A career as an auto mechanic or auto technician, requires diagnosing and repairing mechanical problems on any type of vehicle, including cars, trucks, and vans. The ideal auto mechanic enjoys working with his or her hands and applying logic and analytical skills to solve problems. Some mechanics choose to specialize, focusing on working with a certain vehicle type or particular kind of repair.
Connecticut Auto Mechanic Schools
Like most skilled trades, auto mechanics may consider getting formal training or certification in order to prepare for this career. Connecticut offers numerous automotive study programs throughout the state.
- Naugatuck Valley Community College: Located in Waterbury, this school has an Automotive Technician program offering students both Associate of Science Degree programs and Certificate programs. Students learn everything they need for an automotive career, including electrical systems, engine repair, and brakes.
- Bristol Technical Education Center: Here they offer a one-year Automotive Technology program that teaches students diagnostic and repair techniques for modern vehicles. Students receive hands-on study in a real-world environment.
- Lincoln Tech: Their East Windsor branch offers two Automotive Technician programs, a standard course, as well as special training for a career working on Audi automobiles. Both options guide students through rebuilding an engine, performing diagnostics, and much more.
- Gateway Community College: This school in New Haven offers an AAS in General Motors - Automotive Service Education Program (ASEP), designed by General Motors. While they learn, students also gain real-world experience through employment at a GM or AC Delco garage.
- Porter and Chester Institute: Here they offer numerous Automotive Technology programs. Students receive hands-on training from ASE Certified Master Technicians, working on real cars with real problems.
What to Expect from Connecticut Auto Mechanic Programs
Modern automobiles have incredibly complex computer and electrical systems. This means that working on these systems requires up-to-date training on technology common in today's cars and trucks. Connecticut's Automotive Technician programs teach students all about:
- Air conditioning and heating systems
- Brake systems
- Engine diagnostics and repair
- Fuel and ignition systems
- Automatic and manual transmissions and transaxles
- Steering and suspension systems
- Electronic and electrical systems
Some students choose to pursue an Associate of Applied Science degree, while others pursue certification. They may also choose a specialized certification, such as:
- Engine performance
- Steering and suspension
Connecticut Auto Mechanic Certification and Licensing
The state of Connecticut does not require a license for auto mechanics. However, to increase your marketability as a mechanic, Automotive Service Excellence (ASE) certification is highly recommended. ASE certification may also help boost your income levels. Auto mechanics who service air conditioners may need an EPA 608 Technician Certification to work with refrigerants.
Resources for Auto Mechanics in Connecticut
- For ASE practice tests, study guides, testing tips, and more, visit the National Institute for Automotive Service Excellence.
- To work with refrigerants, you need EPA Section 608 Technician Certification.

*GIVEN ENTRIES*:
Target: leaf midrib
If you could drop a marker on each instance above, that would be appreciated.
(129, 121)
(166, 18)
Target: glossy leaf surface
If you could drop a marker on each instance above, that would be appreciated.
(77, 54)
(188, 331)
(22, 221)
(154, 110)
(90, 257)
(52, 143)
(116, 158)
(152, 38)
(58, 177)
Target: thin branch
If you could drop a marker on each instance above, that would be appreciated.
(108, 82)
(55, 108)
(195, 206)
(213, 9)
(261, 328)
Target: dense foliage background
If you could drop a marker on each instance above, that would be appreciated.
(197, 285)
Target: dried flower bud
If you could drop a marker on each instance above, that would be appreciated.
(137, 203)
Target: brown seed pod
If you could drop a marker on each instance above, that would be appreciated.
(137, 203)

*ACTIVITY*: Update the Connecticut auto mechanic text from "- Gateway Community" up to and including "with real problems." by changing "hands-on training" to "practical training".

*YOUR SOLUTION*:
- Gateway Community College: This school in New Haven offers an AAS in General Motors - Automotive Service Education Program (ASEP), designed by General Motors. While they learn, students also gain real-world experience through employment at a GM or AC Delco garage.
- Porter and Chester Institute: Here they offer numerous Automotive Technology programs. Students receive practical training from ASE Certified Master Technicians, working on real cars with real problems.